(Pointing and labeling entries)
::::::::

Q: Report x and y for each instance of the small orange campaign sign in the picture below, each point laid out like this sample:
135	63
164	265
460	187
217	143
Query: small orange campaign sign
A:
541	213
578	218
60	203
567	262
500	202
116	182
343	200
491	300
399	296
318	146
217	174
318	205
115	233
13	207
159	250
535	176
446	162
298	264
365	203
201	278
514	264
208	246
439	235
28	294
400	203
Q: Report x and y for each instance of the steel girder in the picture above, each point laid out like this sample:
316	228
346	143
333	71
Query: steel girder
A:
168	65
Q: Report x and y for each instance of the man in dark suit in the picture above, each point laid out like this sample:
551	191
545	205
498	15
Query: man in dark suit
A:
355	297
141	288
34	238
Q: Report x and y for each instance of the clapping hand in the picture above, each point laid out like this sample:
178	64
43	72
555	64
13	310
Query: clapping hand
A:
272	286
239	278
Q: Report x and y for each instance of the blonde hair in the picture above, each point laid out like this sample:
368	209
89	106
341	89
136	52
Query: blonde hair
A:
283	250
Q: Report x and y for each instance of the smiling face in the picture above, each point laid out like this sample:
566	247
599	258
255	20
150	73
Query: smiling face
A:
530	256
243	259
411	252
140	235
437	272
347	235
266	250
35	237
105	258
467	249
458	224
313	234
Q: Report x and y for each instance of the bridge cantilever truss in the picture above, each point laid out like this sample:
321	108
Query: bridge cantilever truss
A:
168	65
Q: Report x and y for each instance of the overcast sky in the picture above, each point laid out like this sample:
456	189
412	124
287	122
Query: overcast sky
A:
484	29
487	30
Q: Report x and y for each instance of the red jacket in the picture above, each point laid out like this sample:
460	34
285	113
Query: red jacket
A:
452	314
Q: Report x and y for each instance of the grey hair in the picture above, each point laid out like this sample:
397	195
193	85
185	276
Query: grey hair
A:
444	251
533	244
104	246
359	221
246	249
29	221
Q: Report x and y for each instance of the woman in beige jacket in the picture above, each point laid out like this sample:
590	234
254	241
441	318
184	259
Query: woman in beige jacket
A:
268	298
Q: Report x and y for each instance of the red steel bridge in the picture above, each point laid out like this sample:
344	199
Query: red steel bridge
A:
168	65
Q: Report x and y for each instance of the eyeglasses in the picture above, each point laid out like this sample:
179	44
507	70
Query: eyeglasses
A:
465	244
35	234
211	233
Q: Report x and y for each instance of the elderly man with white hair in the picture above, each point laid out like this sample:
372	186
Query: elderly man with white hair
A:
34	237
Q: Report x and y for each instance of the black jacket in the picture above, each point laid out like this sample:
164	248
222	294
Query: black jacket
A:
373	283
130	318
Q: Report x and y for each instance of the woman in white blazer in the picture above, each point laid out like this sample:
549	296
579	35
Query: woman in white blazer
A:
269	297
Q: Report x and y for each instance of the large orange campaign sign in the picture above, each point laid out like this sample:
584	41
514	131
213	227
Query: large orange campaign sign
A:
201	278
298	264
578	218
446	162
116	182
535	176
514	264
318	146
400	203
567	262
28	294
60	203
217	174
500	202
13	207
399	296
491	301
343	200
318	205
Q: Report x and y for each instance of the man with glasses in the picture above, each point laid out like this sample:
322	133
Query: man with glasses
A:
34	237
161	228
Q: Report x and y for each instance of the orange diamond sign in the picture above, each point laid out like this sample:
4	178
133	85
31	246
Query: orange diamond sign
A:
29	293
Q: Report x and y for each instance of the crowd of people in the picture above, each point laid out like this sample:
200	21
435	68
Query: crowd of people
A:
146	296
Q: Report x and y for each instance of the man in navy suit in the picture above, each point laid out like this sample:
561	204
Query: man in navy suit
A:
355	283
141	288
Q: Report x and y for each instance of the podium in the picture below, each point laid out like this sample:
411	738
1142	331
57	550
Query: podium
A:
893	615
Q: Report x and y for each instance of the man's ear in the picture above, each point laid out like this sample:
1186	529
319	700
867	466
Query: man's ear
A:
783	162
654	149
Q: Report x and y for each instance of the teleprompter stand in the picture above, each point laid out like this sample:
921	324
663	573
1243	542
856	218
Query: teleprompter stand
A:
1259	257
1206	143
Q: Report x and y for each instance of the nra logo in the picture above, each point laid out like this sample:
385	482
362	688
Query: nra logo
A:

::::::::

◆ **Task to complete**:
Generate an exact reproduction of all entries.

◆ **Solution for this exercise**:
Q: Report x and y for each instance of the small orange campaign sign in the picture below, each point laid out like this sample:
135	63
164	265
460	187
217	143
Query: small orange campaign sign
A:
541	213
578	218
60	203
567	262
500	202
116	182
343	200
491	300
399	296
318	146
217	174
318	205
115	233
13	207
159	250
535	176
446	162
298	264
365	203
201	278
514	264
208	246
439	235
28	294
400	203
Q: Report x and y for each instance of the steel girder in the picture above, each point laid out like this sample:
316	228
346	143
333	71
Query: steel girder
A:
168	65
Q: Report x and y for each instance of the man in dark suit in the picture above, each point laid out like this sample:
551	191
545	205
498	15
Query: man in dark suit
A:
355	297
141	288
34	238
Q: Report x and y for each instance of the clapping hand in the picture above, each point laid out like this sample:
178	64
43	72
555	64
13	310
Query: clapping hand
A:
272	286
239	278
Q: Report x and y for each instance of the blonde hair in the picture above, each point laid out like this sample:
368	209
89	106
341	89
136	52
Query: blonde hair
A:
283	250
Q: Report x and y for each instance of the smiling face in the picture above, each point laid out like this sample:
566	247
599	258
255	20
150	73
Query: smiling face
A:
530	256
243	259
411	252
140	235
437	272
347	235
266	250
35	237
105	258
467	249
458	224
313	234
Q: Report x and y for each instance of the bridge cantilever truss in the picture above, each point laid out like this sample:
321	108
Query: bridge cantilever truss
A:
168	65
Q: Report x and y for each instance of the overcast sky in the picture above, each point laid out like this sample:
456	189
412	124
287	122
Query: overcast sky
A:
484	29
487	30
Q: Report x and y for each instance of the red jacket in the picture above, each point laid out like this sample:
460	34
285	113
Query: red jacket
A:
452	314
Q: Report x and y for each instance of the grey hair in the picture above, each point laid out like this sample:
397	195
193	85
185	276
Query: grey hair
A:
444	251
533	244
104	246
359	221
246	249
29	221
Q: Report x and y for each instance of the woman in beige jacket in the picture above, each point laid out like this sample:
590	234
254	241
441	318
184	259
Query: woman in beige jacket
A:
268	298
Q: Report x and y for each instance of the red steel bridge in the picture above, each point laid out like this sample:
344	199
Query: red steel bridge
A:
168	65
Q: Report x and y for each instance of the eyeglasses in the picture above, each point laid out like this sample:
179	44
507	70
Query: eyeglasses
A:
465	244
35	234
211	233
Q: Report x and y for each instance of the elderly man with white hair in the picture above, each point laid out like this sample:
372	186
Query: elderly man with white hair
A:
34	237
Q: Report x and y for each instance of the black jacket in the picture above, each point laid out like this sample:
164	248
222	294
Query: black jacket
A:
373	283
130	318
Q: Report x and y for each instance of the woman in white blazer in the picture above, each point laid out like this sample:
549	296
579	35
Query: woman in white blazer
A:
269	297
Q: Report x and y for each instance of the large orange campaign sign in the picture above, each point laid out like this sample:
584	41
514	131
213	227
Query: large orange campaign sign
A:
201	278
298	264
578	218
446	162
116	182
535	176
514	264
318	146
400	203
567	262
28	294
60	203
217	174
500	202
13	207
399	296
491	301
343	200
318	205
Q: Report x and y for each instance of the man with glasses in the picture above, each point laid out like this sample:
322	133
Query: man with glasses
A:
34	237
161	228
Q: Report x and y for each instance of the orange diamond sign in the picture above, each point laid out like this sample:
4	178
133	85
31	246
Query: orange diamond sign
A:
29	293
Q: Report x and y for each instance of the crowd of people in the picture above, each point laid out like this sample:
200	21
435	68
Query: crowd of people
A:
146	296
Q: Report x and y for each instance of the man in navy suit in the picture above, each point laid out like this sample:
561	204
Query: man in navy suit
A:
355	283
141	288
Q: Report x and y for each instance of the podium in the picture below, each point laid out like this sample:
411	738
1142	331
57	550
Query: podium
A:
893	615
Q: Report x and y for each instance of the man's ear in the picture above, each point laid out like this sample:
1186	529
319	700
867	466
Query: man's ear
A:
783	162
654	149
Q: Report x and y for each instance of the teleprompter stand in the picture above, each point laid out like this sample:
921	324
663	573
1243	542
856	218
Query: teleprompter stand
A:
1259	257
1206	143
Q: Report x and y for each instance of the nra logo in the picture above, each point laid out like this sample:
385	482
362	688
Query: nra logo
A:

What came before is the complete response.